How many lines in the entries below contain the word "white"? Reply with the number alone.

Records of labeled boxes
=-=-=-=-=
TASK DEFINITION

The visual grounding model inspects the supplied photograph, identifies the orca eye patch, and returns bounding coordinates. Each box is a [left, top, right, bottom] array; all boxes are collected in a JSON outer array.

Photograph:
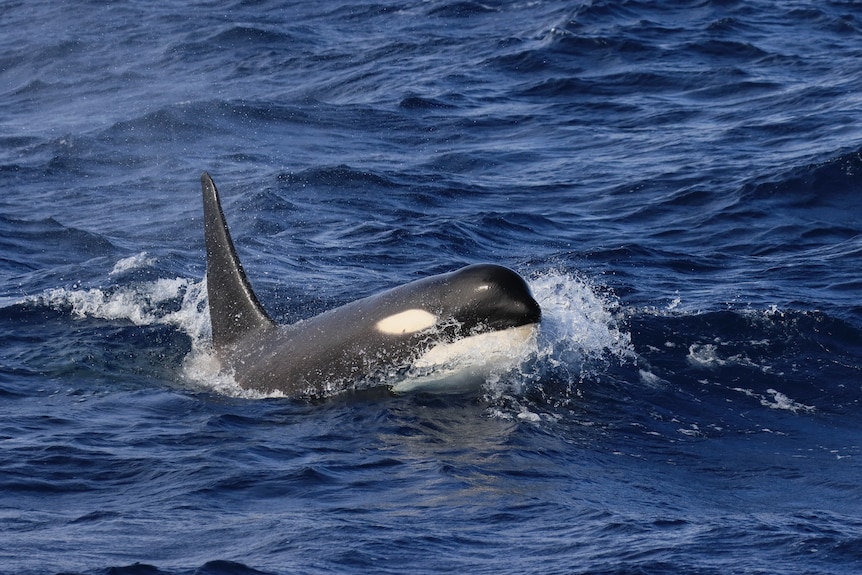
[[374, 309, 437, 335]]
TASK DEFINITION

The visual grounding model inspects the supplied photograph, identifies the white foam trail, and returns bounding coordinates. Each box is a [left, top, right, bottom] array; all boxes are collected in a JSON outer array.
[[108, 252, 156, 276], [25, 262, 633, 400]]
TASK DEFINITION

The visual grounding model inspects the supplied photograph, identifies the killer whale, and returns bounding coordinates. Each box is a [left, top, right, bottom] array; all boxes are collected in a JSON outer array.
[[201, 172, 541, 398]]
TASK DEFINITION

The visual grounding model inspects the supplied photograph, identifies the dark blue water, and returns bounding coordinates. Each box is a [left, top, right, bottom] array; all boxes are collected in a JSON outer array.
[[0, 0, 862, 575]]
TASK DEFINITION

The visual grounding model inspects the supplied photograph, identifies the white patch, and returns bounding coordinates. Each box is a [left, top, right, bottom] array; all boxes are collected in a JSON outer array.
[[375, 309, 437, 335], [392, 324, 538, 393]]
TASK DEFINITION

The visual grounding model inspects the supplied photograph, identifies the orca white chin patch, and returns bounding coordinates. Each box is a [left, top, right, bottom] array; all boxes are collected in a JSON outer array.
[[374, 309, 437, 335], [392, 324, 538, 393]]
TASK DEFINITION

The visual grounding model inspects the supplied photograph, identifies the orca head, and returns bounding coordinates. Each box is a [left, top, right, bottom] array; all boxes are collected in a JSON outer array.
[[438, 264, 542, 337]]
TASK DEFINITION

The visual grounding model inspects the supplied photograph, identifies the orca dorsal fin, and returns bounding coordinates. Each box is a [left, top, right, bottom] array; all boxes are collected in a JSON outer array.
[[201, 172, 274, 349]]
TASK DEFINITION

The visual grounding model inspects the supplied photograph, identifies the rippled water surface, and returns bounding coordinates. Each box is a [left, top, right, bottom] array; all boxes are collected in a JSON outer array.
[[0, 0, 862, 575]]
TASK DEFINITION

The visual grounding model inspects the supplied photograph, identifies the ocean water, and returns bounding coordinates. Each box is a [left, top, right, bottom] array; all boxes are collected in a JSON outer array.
[[0, 0, 862, 575]]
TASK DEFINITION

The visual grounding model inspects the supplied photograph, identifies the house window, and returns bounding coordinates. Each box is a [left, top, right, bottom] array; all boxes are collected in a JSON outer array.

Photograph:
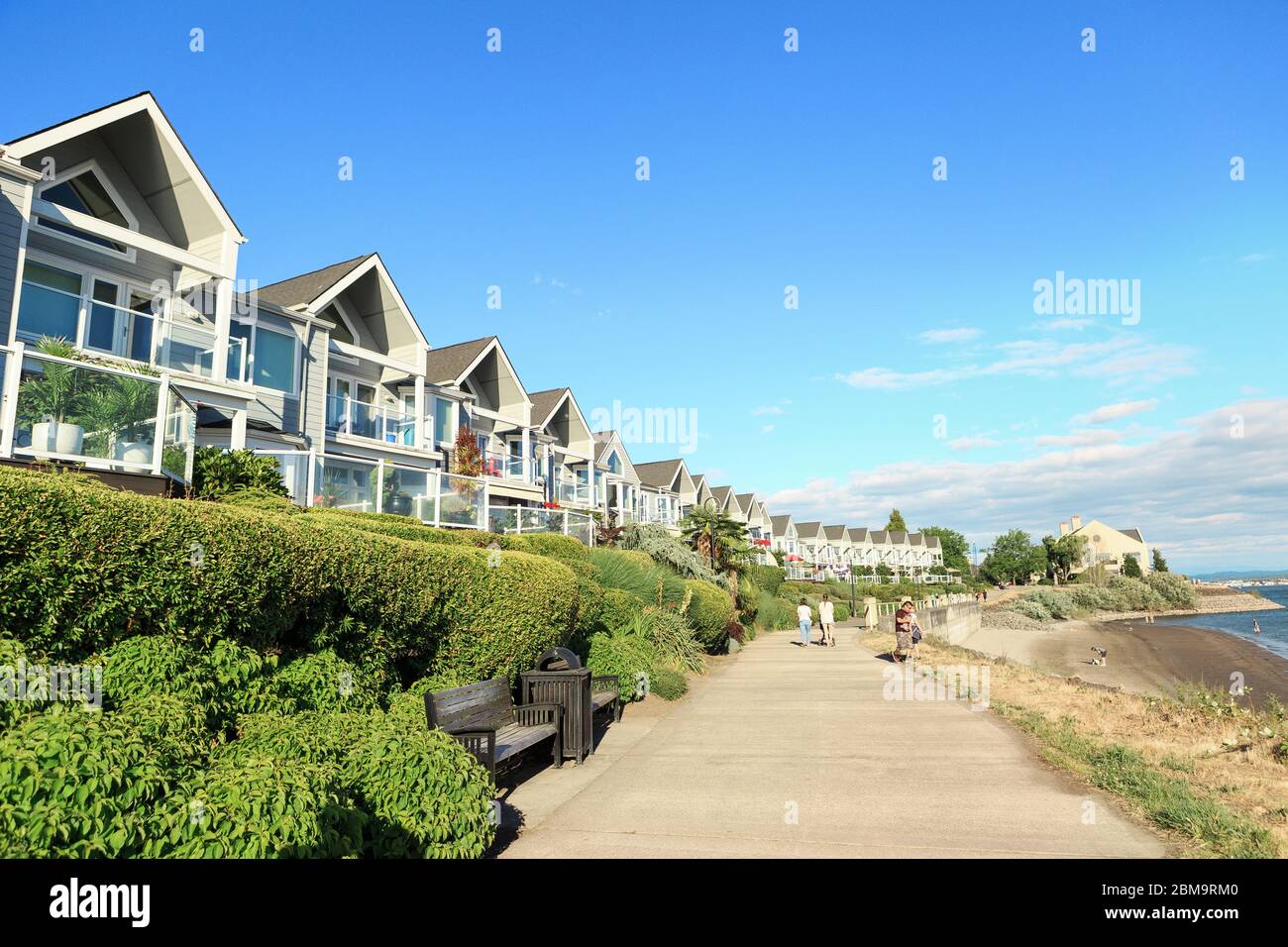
[[228, 322, 300, 394], [434, 398, 456, 445], [18, 261, 81, 342], [38, 167, 138, 259]]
=-=-=-=-=
(Reply):
3